Words and photographs by Simon Stanley. Translations by Cam-Tu Tran.
Part One of a three part series.
Whether it’s our favourite brand of cereal eaten over the day’s news headlines, a buttery slice of toast hurriedly munched on the way to the station, or a full-blown multi-course feast, breakfast is a universal ritual, a time and place to re-engage our minds with the present through a nostalgic nod to the past.
On the streets of Saigon, breakfast is served early. At the very first flickers of daylight, the backstreet kitchens and food carts get to work. Alive with markets and street vendors, wrapped in steam and the heady aromas of barbecued pork, strong coffee and pho noodle soup, this is the best time of day to experience Vietnam.
In this pressure cooker of a town, famously frenetic and famously laid-back, with culinary influence plucked from all over the world, breakfast comes in many forms. It can be a ham and egg banh mi sandwich on the backseat of a motorbike; it can be a long, lazy affair with friends and noodles and endless chatter, or it can be a two-dollar sushi platter at your desk on the 28th floor.
Modern flavours of the West are indeed starting to creep their way onto Vietnam’s breakfast menu, but old habits die hard and traditional dishes are still preferred. The banh mi sandwich will probably always be the outright winner due to its portability and flexibility, yet there are plenty more options out there for hungry, bright-eyed visitors wishing to soak up the flavours of this enigmatic city.
Here’s a rundown of some of the best and oldest breakfast spots in Saigon, each specialising in just one or two dishes for which they have become legendary.
Pho Hoa
Vietnam’s national dish. This rice noodle soup, commonly topped with beef or chicken, filled with a plethora of fresh herbs, spices and bean sprouts, is a popular early morning option. Like many of the country’s breakfast bites, however, it can be (and is) eaten at any time of the day or night.
Having been in operation for almost half a century, Pho Hoa is the oldest and most famous pho spot in the city, if not the world. If you ever wondered why so many Vietnamese restaurants outside of Vietnam were named ‘Hoa’ or ‘Pasteur’, this two-storey, family-owned diner on Pasteur Street is why.
“I don’t know the secret as to why my restaurant has survived for so long,” says Hoa’s current owner, 44-year-old Pham Thanh Tien, grandson of the original founders. He’s being modest. It’s because the pho here is simply outstanding.
The best-selling item on the menu (helpfully presented with pictures and English translations) is also the oldest. Pho bo tai, or ‘raw beef’ soup is where it all began (from VND65,000 / US$2.90). “The recipe has been the same since 1968,” adds Tien.

» PROVIDED DATA
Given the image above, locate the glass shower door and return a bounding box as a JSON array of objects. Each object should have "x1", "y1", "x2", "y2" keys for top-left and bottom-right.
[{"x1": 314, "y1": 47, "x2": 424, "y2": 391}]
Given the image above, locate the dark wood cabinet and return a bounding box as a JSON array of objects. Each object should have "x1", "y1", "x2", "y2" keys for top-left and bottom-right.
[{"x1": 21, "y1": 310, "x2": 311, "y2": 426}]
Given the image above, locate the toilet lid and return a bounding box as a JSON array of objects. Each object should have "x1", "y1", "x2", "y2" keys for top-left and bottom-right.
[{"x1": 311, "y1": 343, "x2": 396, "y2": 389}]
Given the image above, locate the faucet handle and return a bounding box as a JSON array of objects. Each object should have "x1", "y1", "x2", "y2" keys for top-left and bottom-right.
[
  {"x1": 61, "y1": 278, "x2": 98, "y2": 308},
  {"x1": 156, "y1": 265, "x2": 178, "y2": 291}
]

» TASKS AND EXERCISES
1/ Answer these from the Saigon breakfast article:
(a) On which street does Pho Hoa stand?
(b) How old is Pho Hoa's current owner?
(c) Since what year has the pho bo tai recipe stayed the same?
2/ Recast every line of the bounding-box records as a numbered list, leaving out any blank lines.

» EXPECTED RESPONSES
1/
(a) Pasteur Street
(b) 44
(c) 1968

2/
1. Given the image above, locate the glass shower door and return a bounding box as a JSON array of objects. Each object should have "x1", "y1", "x2", "y2" keys for top-left and bottom-right.
2. [{"x1": 314, "y1": 47, "x2": 424, "y2": 391}]
3. Given the image above, locate the dark wood cabinet and return a bounding box as a JSON array of objects. Each object should have "x1", "y1", "x2", "y2" keys for top-left and bottom-right.
4. [{"x1": 21, "y1": 310, "x2": 311, "y2": 426}]
5. Given the image above, locate the toilet lid and return a bounding box as a JSON array of objects. Each object should have "x1", "y1", "x2", "y2" keys for top-left and bottom-right.
6. [{"x1": 311, "y1": 343, "x2": 396, "y2": 389}]
7. Given the image above, locate the faucet handle and return a bounding box as a JSON array of objects. Each object should have "x1", "y1", "x2", "y2" keys for top-left and bottom-right.
8. [
9.   {"x1": 61, "y1": 278, "x2": 98, "y2": 308},
10.   {"x1": 156, "y1": 265, "x2": 178, "y2": 291}
11. ]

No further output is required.